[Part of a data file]
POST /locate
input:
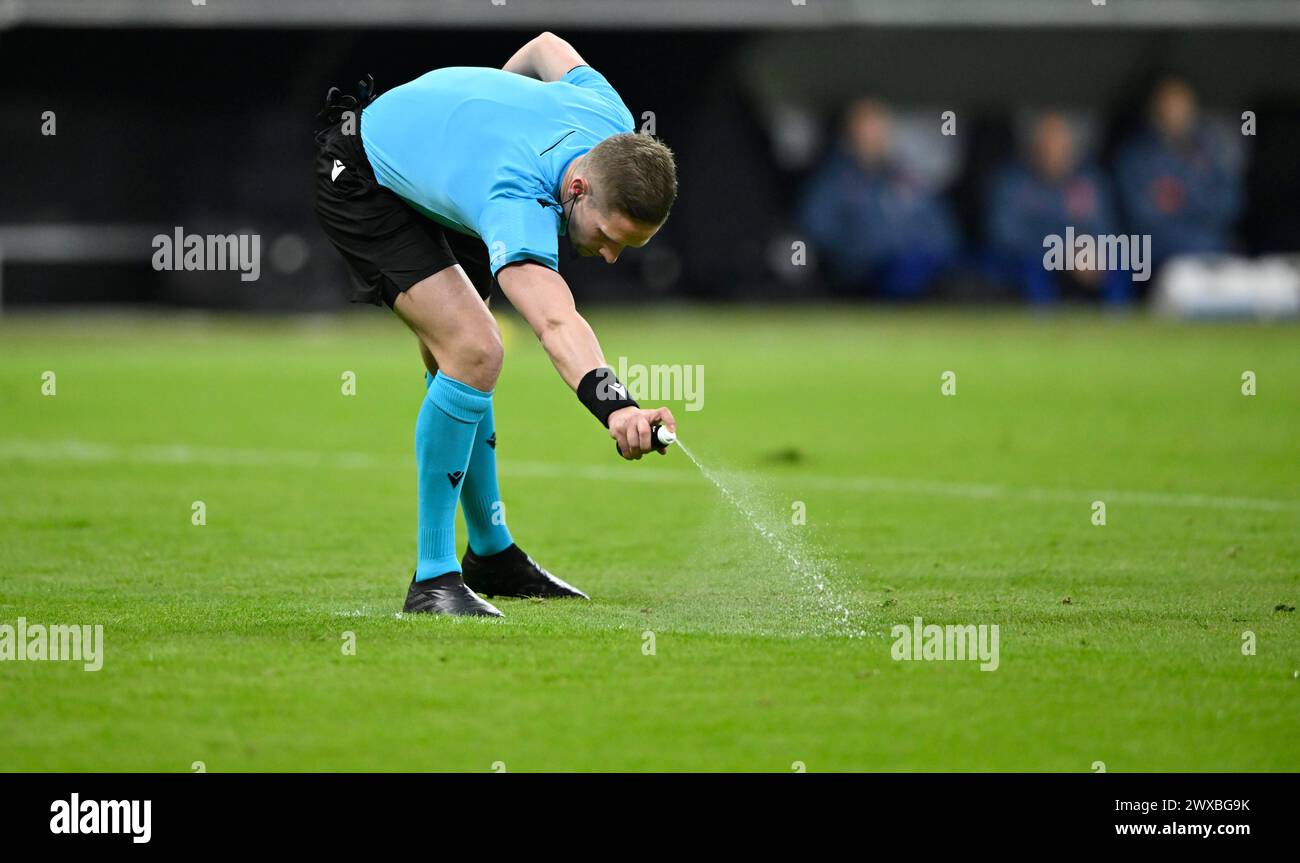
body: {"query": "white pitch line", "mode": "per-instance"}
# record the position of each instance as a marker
(18, 450)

> **SHORT EXERCISE**
Transcribe each entry above exactly, apart from the pictures.

> **REPLY**
POST /locate
input:
body: {"query": "white pitch line", "mode": "per-instance"}
# record the position of each instance as a marker
(18, 450)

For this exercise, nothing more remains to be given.